▶ **Problem requirements**:
Repeat the lines of each of the following items exactly as they appear.

[Contour annotation records]
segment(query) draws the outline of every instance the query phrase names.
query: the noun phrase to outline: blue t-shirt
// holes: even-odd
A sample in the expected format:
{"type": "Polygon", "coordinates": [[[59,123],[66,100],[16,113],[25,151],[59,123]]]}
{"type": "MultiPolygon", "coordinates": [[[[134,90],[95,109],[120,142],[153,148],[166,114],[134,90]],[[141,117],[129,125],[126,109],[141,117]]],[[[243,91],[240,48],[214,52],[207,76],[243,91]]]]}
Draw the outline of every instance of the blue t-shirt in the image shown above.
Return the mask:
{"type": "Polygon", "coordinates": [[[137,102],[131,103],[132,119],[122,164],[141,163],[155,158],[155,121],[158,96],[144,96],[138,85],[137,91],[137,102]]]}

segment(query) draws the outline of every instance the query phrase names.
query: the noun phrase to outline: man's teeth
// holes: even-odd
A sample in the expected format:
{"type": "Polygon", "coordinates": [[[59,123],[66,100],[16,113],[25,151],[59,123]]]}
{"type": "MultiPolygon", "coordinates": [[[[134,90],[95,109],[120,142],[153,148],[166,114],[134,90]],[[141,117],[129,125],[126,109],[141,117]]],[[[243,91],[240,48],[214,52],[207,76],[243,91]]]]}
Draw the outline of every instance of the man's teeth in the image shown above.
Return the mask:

▶ **Solution to this problem**:
segment(query) draws the outline of every instance the query phrase names.
query: the noun phrase to outline: blue t-shirt
// holes: even-odd
A sample in the expected format:
{"type": "Polygon", "coordinates": [[[59,123],[66,100],[16,113],[25,151],[59,123]]]}
{"type": "MultiPolygon", "coordinates": [[[[134,90],[95,109],[120,142],[153,148],[166,114],[134,90]],[[141,117],[129,125],[126,109],[141,117]]],[[[243,91],[240,48],[214,52],[207,76],[243,91]]]]}
Draw the outline of every instance of the blue t-shirt in the image shown above.
Return the mask:
{"type": "Polygon", "coordinates": [[[137,102],[131,103],[132,119],[122,164],[141,163],[155,158],[155,121],[158,96],[144,96],[138,85],[137,91],[137,102]]]}

segment(query) draws the outline of every instance the query phrase names.
query: the noun phrase to outline: man's teeth
// holes: even-odd
A sample in the expected format:
{"type": "Polygon", "coordinates": [[[59,123],[66,100],[16,113],[25,151],[59,123]]]}
{"type": "MultiPolygon", "coordinates": [[[[134,90],[95,109],[120,142],[153,148],[166,114],[134,90]],[[141,117],[129,125],[126,109],[141,117]]],[[[243,91],[240,48],[214,52],[207,76],[243,91]]]]}
Draw the outline of every instance of the man's teeth in the image shown above.
Return the mask:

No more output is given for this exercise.